Article -
★ ★ ★
American history. I'm a selfish prick so I like to know a lot about how I even.


----------



## Devilish Tyrant (Apr 30, 2019)

Anything by Oversimplified  (*though learning about how nation states are formed are my fav*)


----------



## Pina Colada (May 3, 2019)

Medieval and ancient Greek, Roman, Egyptian, Chinese, and Japanese history.


----------



## tumblrkek (May 3, 2019)

Always loved ancient Egyptian, Roman and Greek history. I know a fair bit about Middle Ages too. Playing Nioh also made me want to look into Japan's history and turned me into a Japan history sperg.
What I love the most is to read about the ancient stories and myths these different cultures entertained. I'm a sucker for shit like The Song of Roland.


----------



## Sīn the Moon Daddy (May 3, 2019)

Ancient Chinese. I play tons of dynasty warriors bro so I'm basically a real scholar if you do the math.


----------



## Sellin'DickByTheInch (May 16, 2019)

I'm in love with the Republic of Rome, until the death of Octavian. After his death, the "Idea of Rome" seemed to vanish from the minds of their people. 
In my opinion, it's partly due to how large it was. The following reasons are why I tend to lean in this direction: 
When the Legions took a new area, the people who lived their were mostly allowed to continue on in the way they lived. The local leaders, chiefs, strongmen, or any other representative, that wasn't openly hostile, were able to keep their positions. They were put in charge of collecting taxes and levying troops. It's when they took up arms or were found to be working/planning against Roman interest, they would be removed and executed and often have huge chucks of their people wiped out.
I think after a short period of time, when the area was compliant enough, after the legions came, they gained citizenship. It was granted to everyone at once and made into an official province. Sounds cool right? Well yes and no...
Yes because now you have a common set of laws, currency, language (over time), and infrastructure. Back then I could walk from Egypt all the way to Northern France. With one type of money, on paved roads, mostly safe roads, and places of rest and posts for trading goods along the way. I could talk to other people and learn about local history and customs in the Latin language. Many other things may be listed, but Im going to move on. 
The negative aspect to the citizenship problem is that, you give an identity to a people who have absolutely no ties or connection to the Roman mindset whatsoever. Besides their interactions with the Legions, which often wasn't the best due to warfare and things of that nature. Having Roman goods like wine, textiles, luxury items, in your daily life if you could afford them was another. But to expect these people to care personally about the interest of some far away governing body, is kinda delusional to me. How would we feel, if upon waking up, we find out we are now Russian citizens? You probably wouldn't care unless it dramatically impacted your life. You 'd continue on with your life. This undermines so much, from Legion recruitment, to trade, to boarder security, customs, and even religious unrest as in the case of the province of Judea. 
You wouldn't feel the need to "die for the Glory of Rome" if you still felt like a Galacian, or Thracian. This led to the quality of the Army being eroded quickly in terms of arms, tactics, and motivations. So to counter that, the use of mercenaries became the norm. and having foreign armed men fight for money as their priority, didn't help internal struggles at all. Auxiliary units aren't going to hold the line if it means they cant spend the money they just acquired thru years of hardship and blood. Bloody cowards lol but This list also goes on and on as well.
★ ★ ★
[Items from a dataset]
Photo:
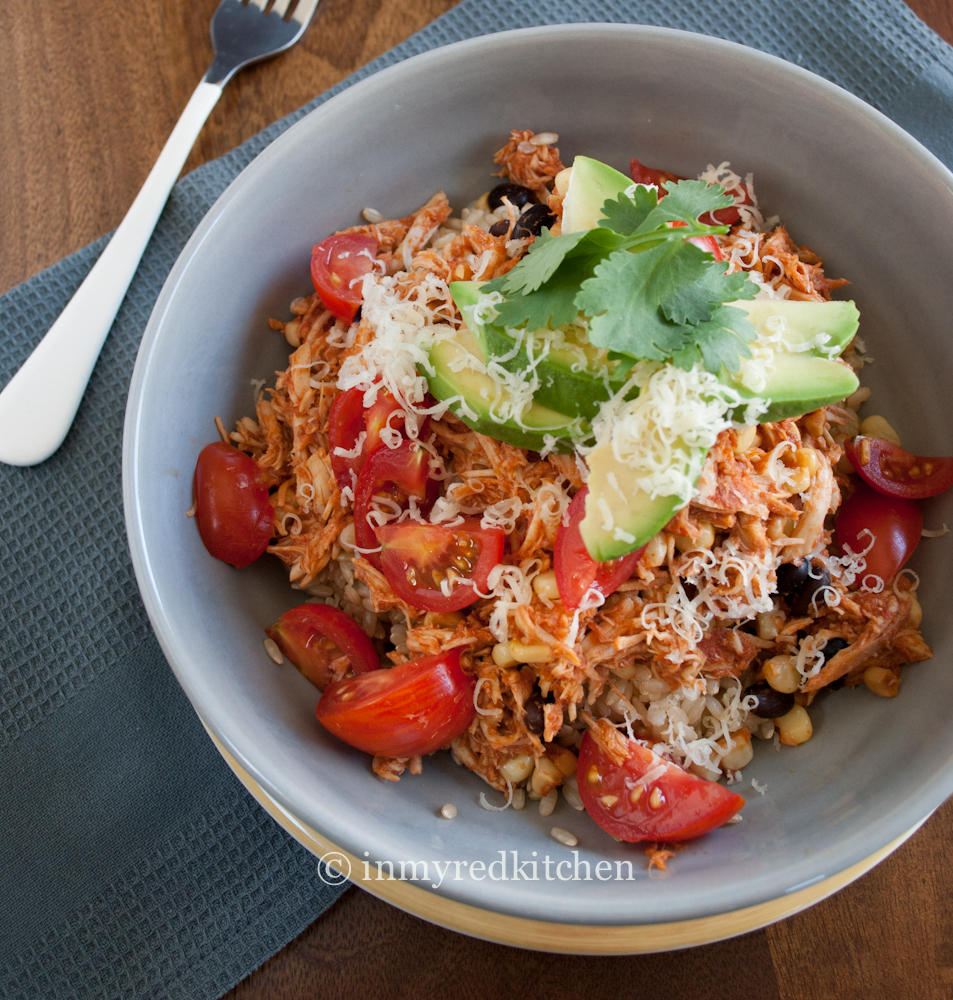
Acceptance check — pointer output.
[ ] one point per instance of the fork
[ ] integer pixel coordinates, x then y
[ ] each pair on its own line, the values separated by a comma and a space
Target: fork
★ ★ ★
Instruction -
Print the passage of the history thread that opens with the words containing "## Sīn the Moon" and closes with "of their people.".

Exercise answer -
## Sīn the Moon Daddy (May 3, 2019)

Ancient Chinese. I play tons of dynasty warriors bro so I'm basically a real scholar if you do the math.


----------



## Sellin'DickByTheInch (May 16, 2019)

I'm in love with the Republic of Rome, until the death of Octavian. After his death, the "Idea of Rome" seemed to vanish from the minds of their people.